#### [SELECTED TEXT]
My roommate turned up and came to the bar to tell me about how well she was laid. Reality came back. We talked about her green monkeys, the last thing that I wanted to do while feeling overwhelmed and that I can't be loved. Meanwhile, she walks into a bar and a man professes love.

We went back to our apt to sort out her issues and I just lost it. I mean, I told her I didn't wnat to hear about it, and I totally understand that she needed to talk about it. I just couldn't be the one there for her.

So I started to cry. I tried not to cry and I told her that I was trying not to cry and then before I knew what happened, I am sitting on the couch crying about how I am overwhelnmed with life and I will never be loved. About how she can be single for two weeks and has already met two guys that have told her they want to be with her and I am just waste. Unwanted waste. I said that I had gotten too close to someone that was unrealistic for me to think about getting close to and that I just realized this a year down the road and I know that friendship as it was is over and now I just feel sad. I felt like the weight of the world was on me and that it was useless to keep pushing up to keep the weight from squashing me. It's just too hard.

#### [GIVEN INFORMATION]

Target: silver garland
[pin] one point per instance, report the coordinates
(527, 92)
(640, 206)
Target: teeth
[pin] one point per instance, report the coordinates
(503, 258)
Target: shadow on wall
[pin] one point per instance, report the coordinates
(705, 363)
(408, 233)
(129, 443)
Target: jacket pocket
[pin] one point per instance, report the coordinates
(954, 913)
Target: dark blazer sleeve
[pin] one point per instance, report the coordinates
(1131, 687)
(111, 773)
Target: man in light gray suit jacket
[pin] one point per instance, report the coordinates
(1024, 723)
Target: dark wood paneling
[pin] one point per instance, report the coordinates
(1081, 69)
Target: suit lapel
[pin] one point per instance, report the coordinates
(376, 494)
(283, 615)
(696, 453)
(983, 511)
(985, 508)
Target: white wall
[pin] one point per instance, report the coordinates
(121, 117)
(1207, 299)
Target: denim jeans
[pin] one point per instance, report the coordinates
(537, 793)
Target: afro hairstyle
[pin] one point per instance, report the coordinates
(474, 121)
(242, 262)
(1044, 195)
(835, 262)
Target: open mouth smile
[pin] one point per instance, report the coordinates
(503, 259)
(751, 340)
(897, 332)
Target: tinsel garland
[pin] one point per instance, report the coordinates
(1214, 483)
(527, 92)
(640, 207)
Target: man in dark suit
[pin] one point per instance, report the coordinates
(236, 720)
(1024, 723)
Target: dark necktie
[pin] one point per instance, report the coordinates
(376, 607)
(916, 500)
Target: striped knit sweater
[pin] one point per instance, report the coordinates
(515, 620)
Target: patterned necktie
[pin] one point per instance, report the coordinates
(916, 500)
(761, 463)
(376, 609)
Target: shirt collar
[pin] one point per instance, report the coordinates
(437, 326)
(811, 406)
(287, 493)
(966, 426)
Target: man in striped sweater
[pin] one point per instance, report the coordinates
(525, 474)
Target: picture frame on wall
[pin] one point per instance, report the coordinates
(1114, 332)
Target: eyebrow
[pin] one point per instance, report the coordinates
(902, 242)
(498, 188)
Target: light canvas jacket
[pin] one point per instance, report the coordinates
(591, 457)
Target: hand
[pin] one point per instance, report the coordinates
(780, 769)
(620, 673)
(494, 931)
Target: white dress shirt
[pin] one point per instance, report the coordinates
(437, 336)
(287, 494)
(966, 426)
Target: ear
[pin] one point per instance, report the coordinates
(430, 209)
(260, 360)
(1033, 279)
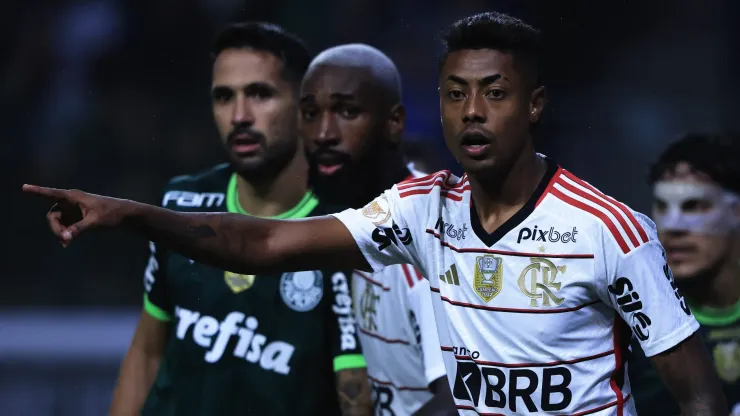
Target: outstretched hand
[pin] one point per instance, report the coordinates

#### [EXERCISE OBJECTIVE]
Could you write out the roommate passage above again, between "So I started" and "just too hard.", inclusive, substituting "sofa" for "couch"?

#### [TASK OUTPUT]
So I started to cry. I tried not to cry and I told her that I was trying not to cry and then before I knew what happened, I am sitting on the sofa crying about how I am overwhelnmed with life and I will never be loved. About how she can be single for two weeks and has already met two guys that have told her they want to be with her and I am just waste. Unwanted waste. I said that I had gotten too close to someone that was unrealistic for me to think about getting close to and that I just realized this a year down the road and I know that friendship as it was is over and now I just feel sad. I felt like the weight of the world was on me and that it was useless to keep pushing up to keep the weight from squashing me. It's just too hard.